§ **EXTRACTED ENTRIES**:
+ + + + + + +

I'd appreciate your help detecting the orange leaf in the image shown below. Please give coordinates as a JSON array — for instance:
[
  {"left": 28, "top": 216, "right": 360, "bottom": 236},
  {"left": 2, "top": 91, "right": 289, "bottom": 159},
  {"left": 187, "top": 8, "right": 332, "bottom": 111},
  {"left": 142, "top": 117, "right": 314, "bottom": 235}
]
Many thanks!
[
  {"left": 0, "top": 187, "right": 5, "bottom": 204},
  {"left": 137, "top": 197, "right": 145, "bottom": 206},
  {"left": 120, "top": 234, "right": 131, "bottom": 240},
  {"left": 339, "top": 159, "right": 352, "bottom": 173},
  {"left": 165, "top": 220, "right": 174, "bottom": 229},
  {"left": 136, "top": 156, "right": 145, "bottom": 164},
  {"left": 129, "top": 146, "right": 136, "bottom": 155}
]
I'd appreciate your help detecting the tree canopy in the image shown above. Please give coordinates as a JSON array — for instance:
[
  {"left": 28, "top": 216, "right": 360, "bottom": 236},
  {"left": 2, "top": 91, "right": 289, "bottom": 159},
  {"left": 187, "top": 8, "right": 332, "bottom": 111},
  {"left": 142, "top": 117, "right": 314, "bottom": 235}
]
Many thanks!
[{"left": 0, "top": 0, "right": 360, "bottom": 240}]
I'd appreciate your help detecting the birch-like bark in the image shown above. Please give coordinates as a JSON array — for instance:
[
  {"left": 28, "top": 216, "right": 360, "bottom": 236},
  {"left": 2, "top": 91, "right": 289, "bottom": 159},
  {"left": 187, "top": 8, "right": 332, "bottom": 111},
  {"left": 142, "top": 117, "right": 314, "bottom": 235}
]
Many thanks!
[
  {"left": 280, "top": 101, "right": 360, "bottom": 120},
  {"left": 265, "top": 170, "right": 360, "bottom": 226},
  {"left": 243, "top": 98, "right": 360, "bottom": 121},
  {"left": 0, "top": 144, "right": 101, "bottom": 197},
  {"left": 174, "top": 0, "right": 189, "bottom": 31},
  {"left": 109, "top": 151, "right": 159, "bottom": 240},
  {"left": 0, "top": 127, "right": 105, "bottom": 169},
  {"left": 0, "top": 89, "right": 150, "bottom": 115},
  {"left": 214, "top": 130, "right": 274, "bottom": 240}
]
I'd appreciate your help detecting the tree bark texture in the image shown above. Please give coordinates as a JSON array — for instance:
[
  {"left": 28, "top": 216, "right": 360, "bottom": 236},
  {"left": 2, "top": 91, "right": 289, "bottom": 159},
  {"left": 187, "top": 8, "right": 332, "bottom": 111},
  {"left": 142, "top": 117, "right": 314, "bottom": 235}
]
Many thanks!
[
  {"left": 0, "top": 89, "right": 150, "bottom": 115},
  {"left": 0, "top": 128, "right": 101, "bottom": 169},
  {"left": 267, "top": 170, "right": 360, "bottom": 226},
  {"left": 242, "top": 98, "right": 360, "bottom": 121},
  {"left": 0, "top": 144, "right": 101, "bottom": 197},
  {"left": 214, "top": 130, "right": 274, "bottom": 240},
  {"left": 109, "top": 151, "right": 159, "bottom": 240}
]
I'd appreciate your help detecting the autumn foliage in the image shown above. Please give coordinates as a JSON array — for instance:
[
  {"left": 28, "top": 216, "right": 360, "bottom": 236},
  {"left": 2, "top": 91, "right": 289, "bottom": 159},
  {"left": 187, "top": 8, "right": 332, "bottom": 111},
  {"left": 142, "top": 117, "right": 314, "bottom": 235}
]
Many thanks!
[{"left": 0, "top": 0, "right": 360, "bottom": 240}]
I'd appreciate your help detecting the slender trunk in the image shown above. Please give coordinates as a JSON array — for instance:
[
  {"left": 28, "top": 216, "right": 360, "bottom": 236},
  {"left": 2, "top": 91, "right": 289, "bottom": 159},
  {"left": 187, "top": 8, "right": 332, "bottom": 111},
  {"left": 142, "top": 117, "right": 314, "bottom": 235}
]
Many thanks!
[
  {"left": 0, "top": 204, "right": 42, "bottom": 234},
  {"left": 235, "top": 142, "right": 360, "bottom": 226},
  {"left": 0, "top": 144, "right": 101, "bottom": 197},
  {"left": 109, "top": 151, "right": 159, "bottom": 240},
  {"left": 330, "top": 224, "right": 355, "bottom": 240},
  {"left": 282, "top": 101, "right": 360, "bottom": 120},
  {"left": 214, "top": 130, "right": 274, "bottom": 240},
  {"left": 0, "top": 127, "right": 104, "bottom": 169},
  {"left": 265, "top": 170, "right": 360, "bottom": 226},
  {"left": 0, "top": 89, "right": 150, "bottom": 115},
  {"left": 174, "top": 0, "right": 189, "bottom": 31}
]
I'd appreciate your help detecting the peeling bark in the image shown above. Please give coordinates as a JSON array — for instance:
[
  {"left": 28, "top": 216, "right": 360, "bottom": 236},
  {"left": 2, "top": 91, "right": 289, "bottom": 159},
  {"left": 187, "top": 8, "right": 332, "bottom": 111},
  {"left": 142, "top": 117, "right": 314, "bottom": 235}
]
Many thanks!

+ + + + + + +

§ **TASK INSTRUCTIONS**: List every line in the records above that contains the word "Please", copying each one in full.

§ **SOLUTION TO THE EXERCISE**:
I'd appreciate your help detecting the orange leaf in the image shown below. Please give coordinates as a JSON array — for instance:
I'd appreciate your help detecting the tree canopy in the image shown above. Please give coordinates as a JSON array — for instance:
I'd appreciate your help detecting the birch-like bark in the image shown above. Please give coordinates as a JSON array — for instance:
I'd appreciate your help detecting the tree bark texture in the image shown above. Please give coordinates as a JSON array — for instance:
I'd appreciate your help detecting the autumn foliage in the image shown above. Please give coordinates as a JSON array — for instance:
I'd appreciate your help detecting the slender trunk in the image shown above. Please give coordinates as a JSON array — for instance:
I'd appreciate your help detecting the peeling bark in the image shown above. Please give coordinates as a JSON array — for instance:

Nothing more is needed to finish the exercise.